- [Extracted information]
>>

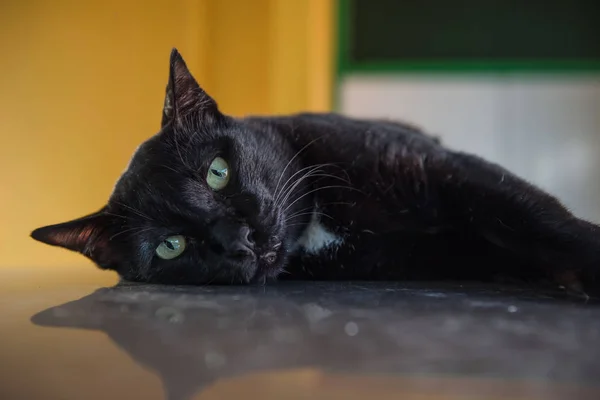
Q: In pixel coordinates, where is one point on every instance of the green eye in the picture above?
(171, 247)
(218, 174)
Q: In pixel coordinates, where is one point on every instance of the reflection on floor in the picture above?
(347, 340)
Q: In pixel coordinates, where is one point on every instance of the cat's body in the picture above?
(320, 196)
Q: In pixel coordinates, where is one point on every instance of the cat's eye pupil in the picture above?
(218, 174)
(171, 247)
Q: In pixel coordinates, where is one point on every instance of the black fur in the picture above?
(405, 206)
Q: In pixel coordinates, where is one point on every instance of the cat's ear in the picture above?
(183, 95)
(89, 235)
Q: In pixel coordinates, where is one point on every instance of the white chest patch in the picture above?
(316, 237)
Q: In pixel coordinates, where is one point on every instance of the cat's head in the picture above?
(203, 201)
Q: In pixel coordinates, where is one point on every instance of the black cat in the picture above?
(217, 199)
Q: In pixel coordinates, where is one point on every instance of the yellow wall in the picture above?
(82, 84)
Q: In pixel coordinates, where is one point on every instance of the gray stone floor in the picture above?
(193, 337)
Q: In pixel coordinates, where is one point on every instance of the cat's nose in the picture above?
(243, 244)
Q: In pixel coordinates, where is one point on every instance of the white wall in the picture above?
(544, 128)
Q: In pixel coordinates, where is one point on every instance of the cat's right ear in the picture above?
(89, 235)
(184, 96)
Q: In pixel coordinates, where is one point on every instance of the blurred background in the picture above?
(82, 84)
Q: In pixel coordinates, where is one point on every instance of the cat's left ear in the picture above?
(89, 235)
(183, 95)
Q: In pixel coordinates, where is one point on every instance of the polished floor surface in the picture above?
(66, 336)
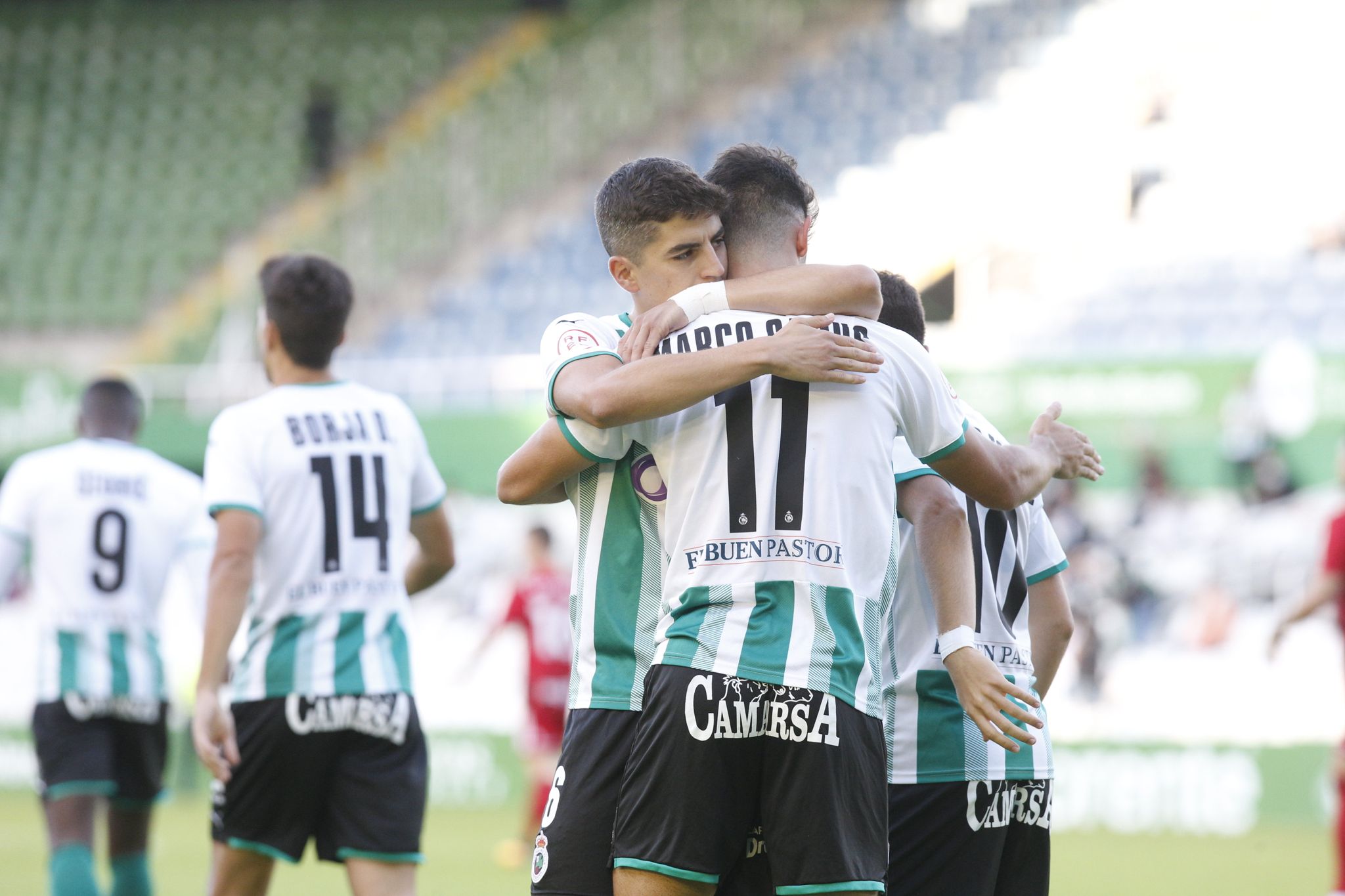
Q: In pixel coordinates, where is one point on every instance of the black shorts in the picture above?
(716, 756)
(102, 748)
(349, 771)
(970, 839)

<<

- [What is expected] Rewrite the entries above as a numbered list, from the line that contains "left ear in the picture above?" through the last line of the entries. Leave out blank lines and the pictures.

- [Response to the task]
1. Q: In pixel coordinates, where is one point on every instance of the cat's left ear in the picture above?
2. (89, 235)
3. (183, 95)
4. Q: In pixel coordinates, where is one point on every instance of the polished floor surface in the picture above?
5. (66, 336)
6. Q: In pixel coordinates, where is one point on every instance of the black shorts in the picture above?
7. (716, 756)
8. (102, 748)
9. (349, 771)
10. (970, 839)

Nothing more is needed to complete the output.